» Source document
We also created sets with binary classifications (effect vs. neutral) from all DMS studies with synonymous variants: The middle 95% of effect score values from synonymous variants was used to define which SAVs were considered neutral. All SAVs outside this range were considered as effect. We applied the same procedure using 90% or 99% of synonymous variants’ values and refer to the thresholding schemes as syn90, syn95, and syn99. Applying these schemes to the four experiments in SetCommon which have synonymous variants (BRCA1, PTEN, TPMT, PPARG) yields SetCommonSyn90|95|99. Again, deleterious and beneficial effect SAVs were analyzed separately.
Experiments and predictions were compared through three measures (SOM_Note3, SOM_Note2): (1) mean squared error (MSE) calculated with the scikit-learn metrics module ; (2) Pearson R (pearsonr) and (3) Spearman ρ (spearmanr) both calculated with the SciPy stats module . For convenience linear least-squares regression lines (linregress) were added to the correlation plots. Pearson R was added for ease of comparison to others but not discussed as it is not robust and most datasets violated both its validity assumptions (normal distribution & absence of significant outliers ). We further found no evidence to supplement MSE by a measure more robust to outliers (SOM_Note2). 95% confidence intervals (CIs) for R, ρ and MSE were estimated using a percentile bootstrap with 1000 random samples with replacement.
The performance of binary predictions (effect vs. neutral) was measured through receiver operating characteristic (ROC) curves and the area under those curves (AUC) calculated through the pROC package in R, which was also used to calculate 95% confidence intervals of ROC (ci.se) and AUC (ci.auc) [87, 88]. Additionally, precision-recall curves were created using scikit-learn (precision-recall-curve). These are defined with TP as true positives (predicted and observed as effect), FP as false positives (predicted as effect, observed as neutral), and FN as false negatives (predicted neutral, observed effect): Precision = TP/(TP + FP), Recall = True Positive Rate = TP/(TP + FN) and False Positive Rate = FP/(FP + TN).

» Information given

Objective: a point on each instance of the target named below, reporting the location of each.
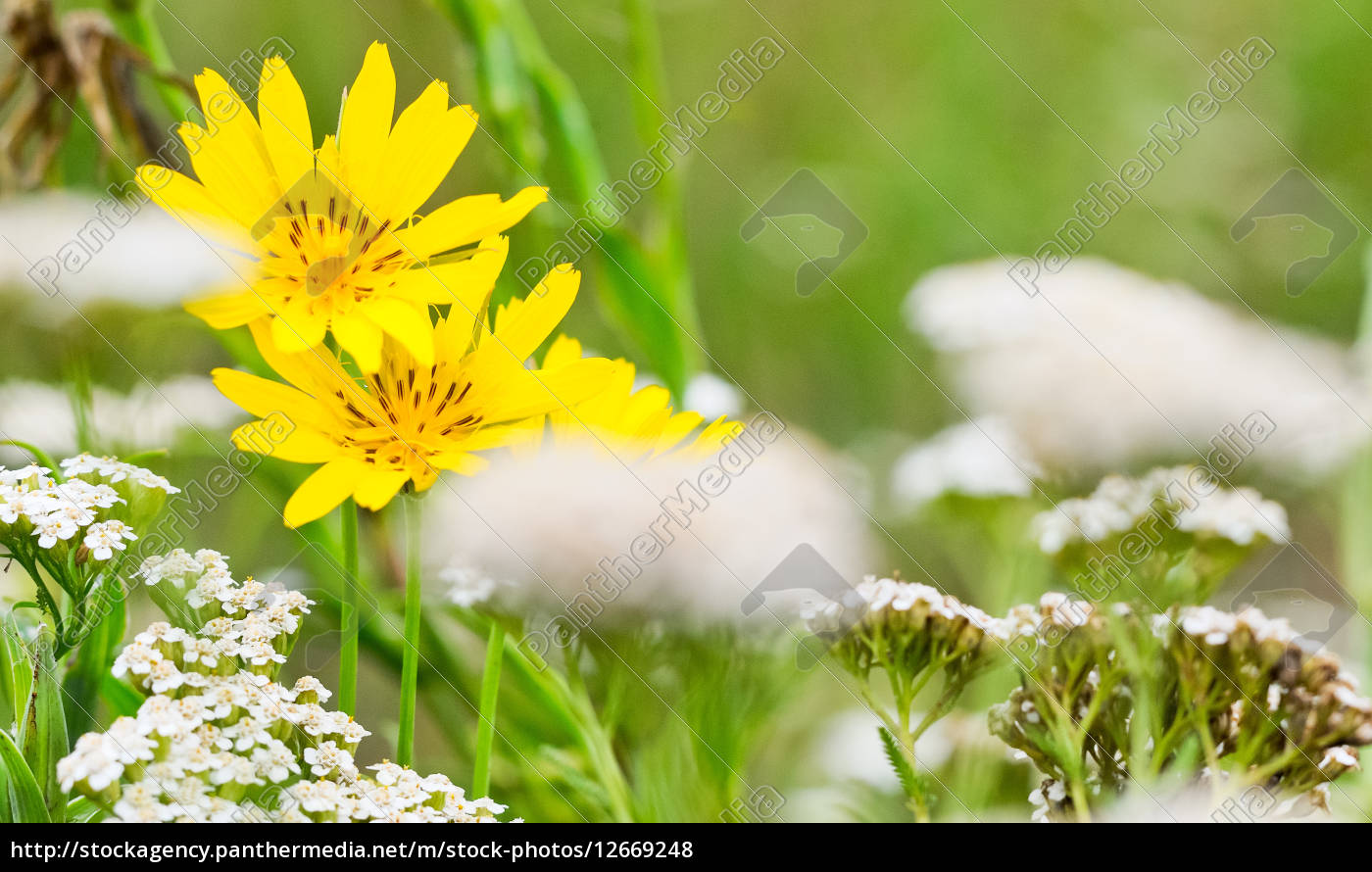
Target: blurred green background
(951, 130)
==
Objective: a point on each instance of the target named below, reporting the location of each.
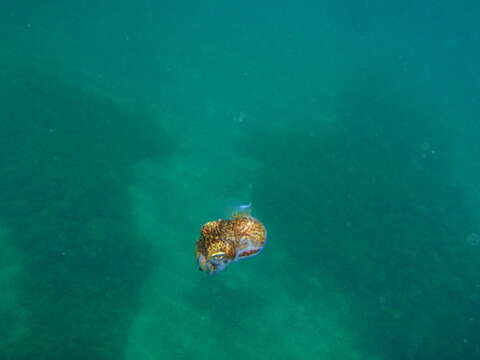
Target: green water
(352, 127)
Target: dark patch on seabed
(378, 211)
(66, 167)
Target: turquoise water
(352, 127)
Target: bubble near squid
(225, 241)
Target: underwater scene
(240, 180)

» About this task
Please translate this sentence from the methods excerpt on variant effect scoring into Spanish: "For convenience linear least-squares regression lines (linregress) were added to the correlation plots." The data is separate material with no connection to the text.

» Answer space
Por conveniencia, se añadieron rectas de regresión lineal por mínimos cuadrados (linregress) a los gráficos de correlación.